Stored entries
☆ ☆ ☆ ☆ ☆ ☆ ☆
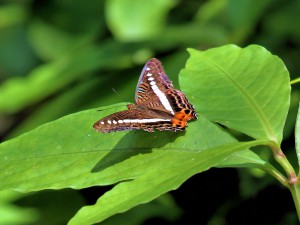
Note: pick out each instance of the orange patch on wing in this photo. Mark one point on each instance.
(180, 118)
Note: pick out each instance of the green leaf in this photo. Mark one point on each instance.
(69, 153)
(297, 136)
(156, 180)
(244, 89)
(134, 20)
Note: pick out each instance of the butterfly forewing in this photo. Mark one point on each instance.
(158, 105)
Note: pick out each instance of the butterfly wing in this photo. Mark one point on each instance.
(159, 105)
(136, 118)
(151, 87)
(155, 90)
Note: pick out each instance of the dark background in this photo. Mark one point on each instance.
(59, 57)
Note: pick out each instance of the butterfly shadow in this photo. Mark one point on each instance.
(135, 143)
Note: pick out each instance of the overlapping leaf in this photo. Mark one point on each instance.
(244, 89)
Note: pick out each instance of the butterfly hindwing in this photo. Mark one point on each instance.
(135, 118)
(158, 105)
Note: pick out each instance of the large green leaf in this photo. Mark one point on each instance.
(244, 89)
(69, 153)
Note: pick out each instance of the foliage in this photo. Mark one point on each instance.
(59, 62)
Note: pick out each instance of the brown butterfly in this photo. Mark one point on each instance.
(158, 105)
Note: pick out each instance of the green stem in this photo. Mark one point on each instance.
(297, 80)
(283, 161)
(293, 180)
(295, 190)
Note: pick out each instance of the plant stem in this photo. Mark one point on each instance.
(295, 190)
(293, 180)
(283, 161)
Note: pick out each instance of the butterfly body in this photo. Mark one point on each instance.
(158, 105)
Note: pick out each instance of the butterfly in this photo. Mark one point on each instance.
(158, 105)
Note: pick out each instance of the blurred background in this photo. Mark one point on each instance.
(62, 56)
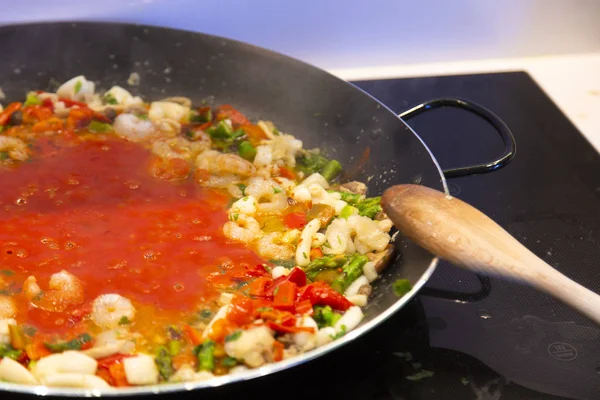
☆ ☆ ☆ ☆ ☆ ☆ ☆
Exercise description
If pictures appear, drop them, and retype exactly the lines from the "Note: pick out each instance of the butterfly wing" line through the last line of the data above.

Response below
Note: pick out each instance of the butterfly wing in this photo. Mark one point on each instance.
(159, 105)
(136, 118)
(151, 87)
(155, 90)
Note: pick out each instance of the dark background in this photo. Mark one point on each instance.
(59, 57)
Note: pick out each instance of the butterfly shadow in this photo. Mark one point on each instance.
(135, 143)
Note: pick out each instance of the overlapping leaf in this photo. Mark one point on each instance.
(244, 89)
Note: pick out each instance of the butterfly hindwing in this photo. Mark one point on each instance.
(135, 118)
(158, 105)
Note: pick out each instance of the large green leaf in this photo. Mark one point on each instance.
(244, 89)
(69, 153)
Note: pick out each instance of the foliage in this photo. Mark one point on each instance.
(59, 62)
Note: pick out each instance of the brown butterfly in this photo. Mark one point on each instance.
(158, 105)
Note: pick out each instance of the green stem in this photo. Mark one point on each instance.
(297, 80)
(283, 161)
(293, 180)
(295, 190)
Note: pick out each instance of the plant stem in this photo. Mark one point on each instance.
(295, 190)
(293, 180)
(283, 161)
Note: pick out each instance of the butterfly body in this photo. Mark one point on each instance.
(158, 105)
Note: pick out each instance of the butterfly in this photo. Mark one point on each instance.
(158, 105)
Note: pick out each instance of the blurred background in this photo. Mark one point on each instance.
(62, 56)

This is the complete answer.